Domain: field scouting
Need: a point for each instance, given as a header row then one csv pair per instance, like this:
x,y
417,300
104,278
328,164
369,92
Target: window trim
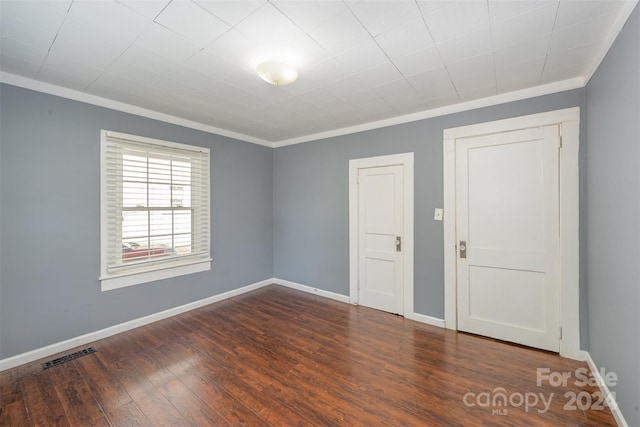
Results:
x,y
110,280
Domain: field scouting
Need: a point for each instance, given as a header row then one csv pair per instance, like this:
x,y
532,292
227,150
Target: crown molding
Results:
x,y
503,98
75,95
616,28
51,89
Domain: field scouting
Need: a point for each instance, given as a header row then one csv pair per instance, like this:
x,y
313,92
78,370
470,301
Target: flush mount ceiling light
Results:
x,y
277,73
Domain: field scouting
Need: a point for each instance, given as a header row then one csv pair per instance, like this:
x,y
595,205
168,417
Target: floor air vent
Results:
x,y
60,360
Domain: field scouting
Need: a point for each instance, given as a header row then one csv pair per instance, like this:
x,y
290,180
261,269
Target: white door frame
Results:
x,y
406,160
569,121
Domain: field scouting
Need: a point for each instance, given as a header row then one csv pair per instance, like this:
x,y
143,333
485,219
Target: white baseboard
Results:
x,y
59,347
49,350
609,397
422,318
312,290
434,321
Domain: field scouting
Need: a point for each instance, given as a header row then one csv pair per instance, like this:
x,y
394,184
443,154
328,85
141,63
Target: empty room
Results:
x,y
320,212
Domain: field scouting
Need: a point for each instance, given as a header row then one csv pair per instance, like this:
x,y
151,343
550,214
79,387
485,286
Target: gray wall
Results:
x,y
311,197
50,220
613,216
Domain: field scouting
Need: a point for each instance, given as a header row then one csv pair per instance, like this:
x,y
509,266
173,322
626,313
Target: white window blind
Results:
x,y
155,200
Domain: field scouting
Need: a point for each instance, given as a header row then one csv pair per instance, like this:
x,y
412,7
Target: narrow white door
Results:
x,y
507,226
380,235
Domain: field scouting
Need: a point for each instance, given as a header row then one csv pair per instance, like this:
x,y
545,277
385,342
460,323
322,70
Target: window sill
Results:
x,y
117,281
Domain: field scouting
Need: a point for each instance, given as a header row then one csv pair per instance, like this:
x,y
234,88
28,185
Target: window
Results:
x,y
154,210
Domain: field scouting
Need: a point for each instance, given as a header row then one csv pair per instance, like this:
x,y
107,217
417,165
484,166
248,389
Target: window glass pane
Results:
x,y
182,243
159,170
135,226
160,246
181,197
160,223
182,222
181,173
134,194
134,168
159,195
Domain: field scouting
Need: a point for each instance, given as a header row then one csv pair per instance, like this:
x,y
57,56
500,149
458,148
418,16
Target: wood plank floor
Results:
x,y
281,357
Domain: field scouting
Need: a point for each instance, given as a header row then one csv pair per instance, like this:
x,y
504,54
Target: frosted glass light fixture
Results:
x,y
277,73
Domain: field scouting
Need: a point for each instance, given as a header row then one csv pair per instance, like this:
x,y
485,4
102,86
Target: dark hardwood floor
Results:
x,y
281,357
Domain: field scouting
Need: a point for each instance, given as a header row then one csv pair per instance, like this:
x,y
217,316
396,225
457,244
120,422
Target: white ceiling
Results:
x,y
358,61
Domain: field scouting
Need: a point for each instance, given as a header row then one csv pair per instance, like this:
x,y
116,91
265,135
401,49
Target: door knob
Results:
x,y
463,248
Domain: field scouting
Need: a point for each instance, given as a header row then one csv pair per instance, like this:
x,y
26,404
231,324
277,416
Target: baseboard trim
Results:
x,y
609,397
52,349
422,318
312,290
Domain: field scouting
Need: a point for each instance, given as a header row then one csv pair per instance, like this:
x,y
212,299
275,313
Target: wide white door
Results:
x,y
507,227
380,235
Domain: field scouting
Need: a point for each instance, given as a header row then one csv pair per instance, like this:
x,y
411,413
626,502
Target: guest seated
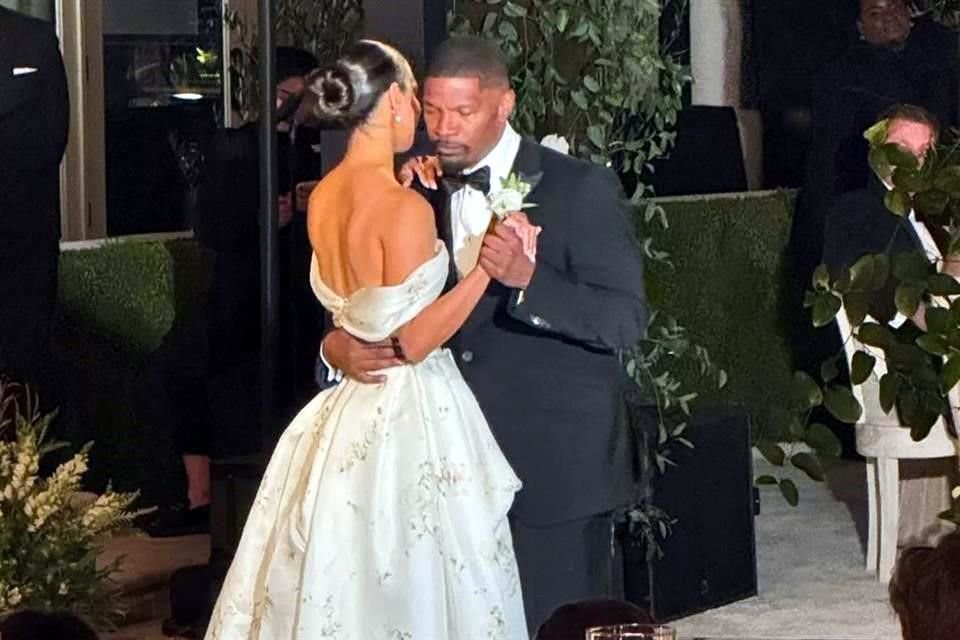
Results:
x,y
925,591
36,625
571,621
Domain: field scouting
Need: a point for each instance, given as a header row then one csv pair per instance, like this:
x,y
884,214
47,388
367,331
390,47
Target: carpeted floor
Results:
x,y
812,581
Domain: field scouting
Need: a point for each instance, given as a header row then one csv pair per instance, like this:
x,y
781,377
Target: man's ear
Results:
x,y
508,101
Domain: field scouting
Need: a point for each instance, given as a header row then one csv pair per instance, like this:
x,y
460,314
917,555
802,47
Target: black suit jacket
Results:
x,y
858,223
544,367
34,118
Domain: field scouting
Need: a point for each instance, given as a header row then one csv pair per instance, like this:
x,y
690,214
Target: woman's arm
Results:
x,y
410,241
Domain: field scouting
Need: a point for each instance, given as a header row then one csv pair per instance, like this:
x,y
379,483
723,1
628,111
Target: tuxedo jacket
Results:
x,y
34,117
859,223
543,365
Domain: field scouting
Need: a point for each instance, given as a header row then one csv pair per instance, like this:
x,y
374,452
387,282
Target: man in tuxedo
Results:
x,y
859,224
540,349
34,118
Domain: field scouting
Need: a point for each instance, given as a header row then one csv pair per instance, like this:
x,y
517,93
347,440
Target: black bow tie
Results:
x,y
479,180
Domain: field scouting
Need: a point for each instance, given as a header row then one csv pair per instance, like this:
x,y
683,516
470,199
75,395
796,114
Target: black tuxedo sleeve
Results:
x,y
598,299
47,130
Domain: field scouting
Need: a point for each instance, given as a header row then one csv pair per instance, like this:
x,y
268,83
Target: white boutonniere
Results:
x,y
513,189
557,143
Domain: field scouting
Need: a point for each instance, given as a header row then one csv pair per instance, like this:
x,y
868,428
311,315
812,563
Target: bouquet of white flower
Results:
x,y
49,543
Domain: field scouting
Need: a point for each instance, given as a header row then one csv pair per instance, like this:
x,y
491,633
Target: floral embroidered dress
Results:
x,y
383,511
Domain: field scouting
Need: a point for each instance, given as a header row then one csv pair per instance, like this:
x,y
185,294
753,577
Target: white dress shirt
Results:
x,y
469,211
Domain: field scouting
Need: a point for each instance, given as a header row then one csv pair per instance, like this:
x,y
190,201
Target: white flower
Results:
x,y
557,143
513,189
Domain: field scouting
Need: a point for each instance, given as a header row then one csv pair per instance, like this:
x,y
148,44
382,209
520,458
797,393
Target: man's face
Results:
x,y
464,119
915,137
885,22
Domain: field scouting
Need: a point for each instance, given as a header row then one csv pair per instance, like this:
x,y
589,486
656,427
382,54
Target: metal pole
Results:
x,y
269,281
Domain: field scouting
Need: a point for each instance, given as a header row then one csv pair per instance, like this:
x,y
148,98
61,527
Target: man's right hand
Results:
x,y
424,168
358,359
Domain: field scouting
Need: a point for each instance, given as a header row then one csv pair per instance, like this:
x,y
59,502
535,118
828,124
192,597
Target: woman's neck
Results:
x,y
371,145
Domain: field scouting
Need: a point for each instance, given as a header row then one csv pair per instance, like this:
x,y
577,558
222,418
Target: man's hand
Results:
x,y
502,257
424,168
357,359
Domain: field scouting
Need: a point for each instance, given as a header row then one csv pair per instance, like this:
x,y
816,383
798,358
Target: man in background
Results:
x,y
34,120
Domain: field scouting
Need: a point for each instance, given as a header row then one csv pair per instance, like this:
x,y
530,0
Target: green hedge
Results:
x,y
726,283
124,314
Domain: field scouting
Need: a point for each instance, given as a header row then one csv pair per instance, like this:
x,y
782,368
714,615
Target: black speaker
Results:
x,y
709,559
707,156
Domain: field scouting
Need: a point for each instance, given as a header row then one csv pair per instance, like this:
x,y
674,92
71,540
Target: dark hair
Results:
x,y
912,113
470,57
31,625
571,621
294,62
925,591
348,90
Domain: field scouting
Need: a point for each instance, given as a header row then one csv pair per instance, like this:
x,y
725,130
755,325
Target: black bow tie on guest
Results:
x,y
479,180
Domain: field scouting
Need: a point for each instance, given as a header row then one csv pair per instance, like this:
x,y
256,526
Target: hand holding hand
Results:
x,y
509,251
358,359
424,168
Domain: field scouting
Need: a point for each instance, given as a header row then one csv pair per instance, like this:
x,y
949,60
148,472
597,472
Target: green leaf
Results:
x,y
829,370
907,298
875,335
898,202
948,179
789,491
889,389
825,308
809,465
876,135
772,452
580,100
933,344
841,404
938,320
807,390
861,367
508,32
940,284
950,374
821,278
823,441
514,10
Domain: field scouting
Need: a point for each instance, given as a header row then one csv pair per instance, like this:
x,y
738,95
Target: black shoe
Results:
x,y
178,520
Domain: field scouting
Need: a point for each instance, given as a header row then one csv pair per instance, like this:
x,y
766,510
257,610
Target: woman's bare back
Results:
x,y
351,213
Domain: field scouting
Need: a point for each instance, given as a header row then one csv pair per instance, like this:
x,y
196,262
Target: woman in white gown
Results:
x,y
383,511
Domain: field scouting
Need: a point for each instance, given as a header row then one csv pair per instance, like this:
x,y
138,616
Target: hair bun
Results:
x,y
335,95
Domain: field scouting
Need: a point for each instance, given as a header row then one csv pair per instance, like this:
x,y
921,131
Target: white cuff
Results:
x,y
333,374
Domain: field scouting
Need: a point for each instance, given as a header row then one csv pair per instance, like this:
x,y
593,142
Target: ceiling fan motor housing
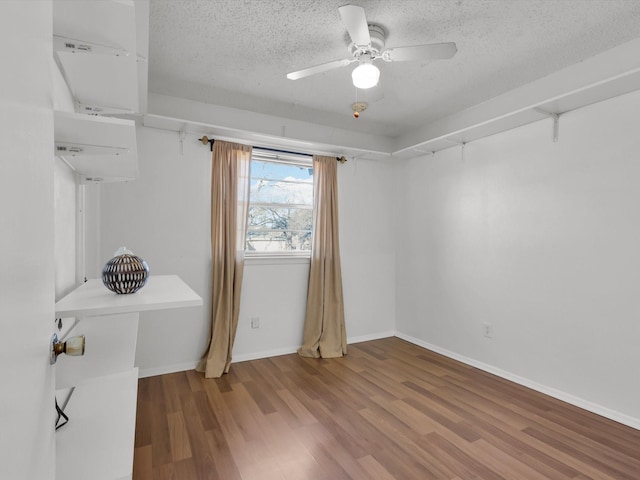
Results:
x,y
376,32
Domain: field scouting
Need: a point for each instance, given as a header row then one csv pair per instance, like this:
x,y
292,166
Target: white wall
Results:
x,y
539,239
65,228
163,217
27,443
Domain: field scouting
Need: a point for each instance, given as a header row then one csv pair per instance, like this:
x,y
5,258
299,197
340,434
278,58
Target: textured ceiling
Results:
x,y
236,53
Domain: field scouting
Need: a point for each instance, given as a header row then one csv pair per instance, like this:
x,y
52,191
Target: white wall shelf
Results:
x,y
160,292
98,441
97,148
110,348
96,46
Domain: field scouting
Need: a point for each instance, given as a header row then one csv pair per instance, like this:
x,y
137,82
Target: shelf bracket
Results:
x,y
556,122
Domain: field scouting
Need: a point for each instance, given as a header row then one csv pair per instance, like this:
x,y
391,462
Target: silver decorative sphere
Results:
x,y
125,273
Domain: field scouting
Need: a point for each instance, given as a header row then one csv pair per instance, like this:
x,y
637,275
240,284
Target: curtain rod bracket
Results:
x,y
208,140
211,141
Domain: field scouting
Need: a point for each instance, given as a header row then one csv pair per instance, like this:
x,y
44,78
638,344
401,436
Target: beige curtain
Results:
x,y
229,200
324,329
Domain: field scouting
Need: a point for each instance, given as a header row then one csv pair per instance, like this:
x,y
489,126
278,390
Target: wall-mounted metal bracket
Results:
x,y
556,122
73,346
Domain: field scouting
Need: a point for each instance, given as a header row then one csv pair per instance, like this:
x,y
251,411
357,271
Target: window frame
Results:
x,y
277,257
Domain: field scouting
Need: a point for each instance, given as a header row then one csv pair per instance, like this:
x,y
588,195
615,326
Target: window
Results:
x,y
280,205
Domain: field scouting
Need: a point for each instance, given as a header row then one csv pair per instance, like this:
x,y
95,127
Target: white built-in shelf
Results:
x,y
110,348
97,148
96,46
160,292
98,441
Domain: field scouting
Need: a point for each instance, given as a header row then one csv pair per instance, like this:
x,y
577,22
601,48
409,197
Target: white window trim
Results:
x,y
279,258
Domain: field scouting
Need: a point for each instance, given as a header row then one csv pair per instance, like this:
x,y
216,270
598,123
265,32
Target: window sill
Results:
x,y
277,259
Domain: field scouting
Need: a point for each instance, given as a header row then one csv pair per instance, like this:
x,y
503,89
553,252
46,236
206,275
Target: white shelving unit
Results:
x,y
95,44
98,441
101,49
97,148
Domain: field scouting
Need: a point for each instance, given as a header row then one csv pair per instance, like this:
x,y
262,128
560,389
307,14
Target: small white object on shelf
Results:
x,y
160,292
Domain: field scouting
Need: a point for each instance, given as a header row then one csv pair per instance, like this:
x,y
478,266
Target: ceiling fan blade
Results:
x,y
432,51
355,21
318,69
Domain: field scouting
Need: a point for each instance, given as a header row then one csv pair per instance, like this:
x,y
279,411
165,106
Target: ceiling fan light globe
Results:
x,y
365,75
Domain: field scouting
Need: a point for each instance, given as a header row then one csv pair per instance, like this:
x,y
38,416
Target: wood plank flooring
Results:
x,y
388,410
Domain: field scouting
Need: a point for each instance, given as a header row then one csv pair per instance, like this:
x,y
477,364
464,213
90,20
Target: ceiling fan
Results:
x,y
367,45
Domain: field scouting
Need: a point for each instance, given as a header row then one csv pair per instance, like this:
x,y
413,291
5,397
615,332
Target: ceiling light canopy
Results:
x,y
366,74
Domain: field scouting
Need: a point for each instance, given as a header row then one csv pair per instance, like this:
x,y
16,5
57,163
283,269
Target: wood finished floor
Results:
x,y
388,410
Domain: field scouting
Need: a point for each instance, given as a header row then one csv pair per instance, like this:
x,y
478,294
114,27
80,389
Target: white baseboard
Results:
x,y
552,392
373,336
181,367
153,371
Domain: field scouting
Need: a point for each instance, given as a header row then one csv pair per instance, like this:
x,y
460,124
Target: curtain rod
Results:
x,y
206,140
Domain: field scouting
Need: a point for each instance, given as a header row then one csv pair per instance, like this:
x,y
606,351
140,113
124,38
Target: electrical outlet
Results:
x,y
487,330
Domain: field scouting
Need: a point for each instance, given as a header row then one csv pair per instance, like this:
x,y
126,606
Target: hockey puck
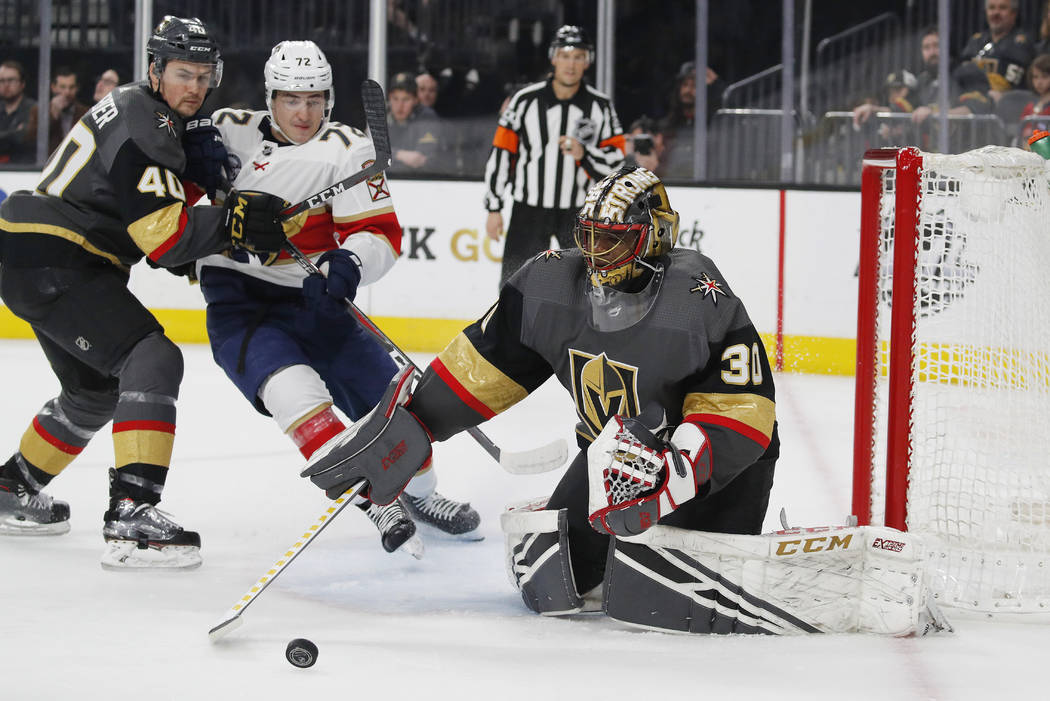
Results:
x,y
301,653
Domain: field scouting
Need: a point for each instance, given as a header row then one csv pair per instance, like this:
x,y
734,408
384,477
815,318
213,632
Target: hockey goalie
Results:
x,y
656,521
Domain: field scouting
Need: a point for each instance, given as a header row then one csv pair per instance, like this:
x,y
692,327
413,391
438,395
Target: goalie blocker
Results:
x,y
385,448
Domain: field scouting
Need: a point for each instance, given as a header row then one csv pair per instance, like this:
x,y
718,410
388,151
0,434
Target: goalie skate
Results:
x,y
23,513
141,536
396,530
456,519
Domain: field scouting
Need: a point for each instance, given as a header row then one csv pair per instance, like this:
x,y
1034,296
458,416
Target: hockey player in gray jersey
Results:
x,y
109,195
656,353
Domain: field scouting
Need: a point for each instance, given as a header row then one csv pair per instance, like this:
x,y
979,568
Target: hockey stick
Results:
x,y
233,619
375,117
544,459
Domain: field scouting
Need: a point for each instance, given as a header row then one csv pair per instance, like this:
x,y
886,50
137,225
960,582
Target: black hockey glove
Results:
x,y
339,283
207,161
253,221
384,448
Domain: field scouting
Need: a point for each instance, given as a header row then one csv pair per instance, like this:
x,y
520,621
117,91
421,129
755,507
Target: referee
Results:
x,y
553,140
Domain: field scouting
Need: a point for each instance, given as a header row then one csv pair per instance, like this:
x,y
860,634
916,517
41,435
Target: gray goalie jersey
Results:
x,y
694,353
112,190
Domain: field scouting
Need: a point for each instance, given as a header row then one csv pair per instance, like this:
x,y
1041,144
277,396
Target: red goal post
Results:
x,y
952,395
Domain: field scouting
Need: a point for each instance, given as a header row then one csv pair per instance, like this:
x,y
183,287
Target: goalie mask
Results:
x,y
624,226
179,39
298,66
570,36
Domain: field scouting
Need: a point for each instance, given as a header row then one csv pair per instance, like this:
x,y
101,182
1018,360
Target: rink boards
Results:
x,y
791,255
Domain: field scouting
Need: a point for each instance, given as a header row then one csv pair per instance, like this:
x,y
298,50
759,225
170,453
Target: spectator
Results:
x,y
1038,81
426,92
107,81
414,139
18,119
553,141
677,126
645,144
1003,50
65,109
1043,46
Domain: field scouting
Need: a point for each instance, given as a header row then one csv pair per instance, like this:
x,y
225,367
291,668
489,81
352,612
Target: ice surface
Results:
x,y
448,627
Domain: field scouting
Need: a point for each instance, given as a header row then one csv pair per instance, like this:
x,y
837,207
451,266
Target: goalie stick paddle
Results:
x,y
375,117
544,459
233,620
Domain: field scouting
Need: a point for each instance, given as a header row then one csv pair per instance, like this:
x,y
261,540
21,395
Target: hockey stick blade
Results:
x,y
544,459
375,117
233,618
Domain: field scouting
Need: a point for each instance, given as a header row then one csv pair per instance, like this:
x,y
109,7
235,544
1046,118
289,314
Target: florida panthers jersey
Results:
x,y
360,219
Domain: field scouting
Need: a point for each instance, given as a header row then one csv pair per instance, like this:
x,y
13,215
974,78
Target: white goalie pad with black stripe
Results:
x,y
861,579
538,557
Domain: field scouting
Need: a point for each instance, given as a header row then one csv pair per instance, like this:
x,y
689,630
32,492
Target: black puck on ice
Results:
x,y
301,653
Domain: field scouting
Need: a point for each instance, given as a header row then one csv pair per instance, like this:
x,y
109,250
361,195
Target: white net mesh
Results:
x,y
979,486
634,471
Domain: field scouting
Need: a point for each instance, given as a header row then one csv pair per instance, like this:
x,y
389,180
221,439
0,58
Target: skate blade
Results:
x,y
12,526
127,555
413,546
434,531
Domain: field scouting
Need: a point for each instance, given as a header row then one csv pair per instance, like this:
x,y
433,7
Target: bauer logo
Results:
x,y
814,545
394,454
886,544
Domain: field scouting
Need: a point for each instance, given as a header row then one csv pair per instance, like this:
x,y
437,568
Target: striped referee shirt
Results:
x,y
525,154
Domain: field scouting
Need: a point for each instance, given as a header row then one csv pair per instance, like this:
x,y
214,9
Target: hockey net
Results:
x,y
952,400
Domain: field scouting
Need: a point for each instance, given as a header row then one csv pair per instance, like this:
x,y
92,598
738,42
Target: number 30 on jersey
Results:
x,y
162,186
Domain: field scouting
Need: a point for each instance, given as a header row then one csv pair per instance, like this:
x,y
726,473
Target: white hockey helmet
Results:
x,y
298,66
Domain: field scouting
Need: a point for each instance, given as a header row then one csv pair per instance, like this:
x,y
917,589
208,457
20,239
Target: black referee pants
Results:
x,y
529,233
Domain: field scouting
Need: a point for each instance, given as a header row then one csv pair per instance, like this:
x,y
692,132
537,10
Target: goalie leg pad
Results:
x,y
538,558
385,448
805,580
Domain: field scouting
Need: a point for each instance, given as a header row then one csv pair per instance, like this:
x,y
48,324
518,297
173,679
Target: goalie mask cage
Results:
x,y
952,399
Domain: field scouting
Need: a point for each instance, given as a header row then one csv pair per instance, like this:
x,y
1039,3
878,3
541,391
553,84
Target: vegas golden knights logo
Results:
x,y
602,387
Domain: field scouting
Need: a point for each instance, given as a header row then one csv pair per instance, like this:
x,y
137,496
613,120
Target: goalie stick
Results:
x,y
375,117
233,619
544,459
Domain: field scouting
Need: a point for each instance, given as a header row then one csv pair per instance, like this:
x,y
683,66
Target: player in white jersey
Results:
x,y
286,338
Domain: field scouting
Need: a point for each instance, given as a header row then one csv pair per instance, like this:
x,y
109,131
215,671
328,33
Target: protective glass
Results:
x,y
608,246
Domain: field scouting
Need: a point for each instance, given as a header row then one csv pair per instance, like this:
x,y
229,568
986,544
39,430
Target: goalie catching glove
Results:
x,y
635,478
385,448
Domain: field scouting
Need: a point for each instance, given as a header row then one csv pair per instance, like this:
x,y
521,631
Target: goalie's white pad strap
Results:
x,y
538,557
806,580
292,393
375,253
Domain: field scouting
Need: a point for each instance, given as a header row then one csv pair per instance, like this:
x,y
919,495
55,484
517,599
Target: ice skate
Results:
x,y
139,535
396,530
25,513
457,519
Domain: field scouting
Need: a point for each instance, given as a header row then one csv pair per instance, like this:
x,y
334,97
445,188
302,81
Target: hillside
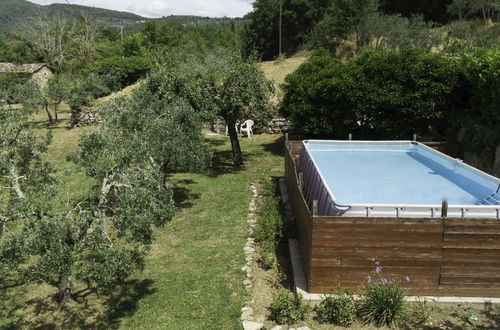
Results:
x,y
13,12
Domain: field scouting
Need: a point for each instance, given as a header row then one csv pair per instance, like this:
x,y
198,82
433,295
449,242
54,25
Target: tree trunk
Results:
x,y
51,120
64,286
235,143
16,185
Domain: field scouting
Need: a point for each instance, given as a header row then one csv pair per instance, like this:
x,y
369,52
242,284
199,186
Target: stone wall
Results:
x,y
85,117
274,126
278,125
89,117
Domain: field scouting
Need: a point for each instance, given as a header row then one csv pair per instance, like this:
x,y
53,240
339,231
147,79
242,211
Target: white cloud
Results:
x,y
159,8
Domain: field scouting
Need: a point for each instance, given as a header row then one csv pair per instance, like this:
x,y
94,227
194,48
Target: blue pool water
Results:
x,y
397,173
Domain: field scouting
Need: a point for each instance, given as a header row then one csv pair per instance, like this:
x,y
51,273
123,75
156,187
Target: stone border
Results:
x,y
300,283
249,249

» **Problem statement**
Reply with every line of the listing that has the string "ceiling".

» **Solution to the exercise**
Target: flush mount ceiling light
Target: white ceiling
Target: ceiling fan motor housing
Target: textured ceiling
Target: ceiling fan blade
Target: ceiling fan light globe
Target: ceiling fan
Target: ceiling light canopy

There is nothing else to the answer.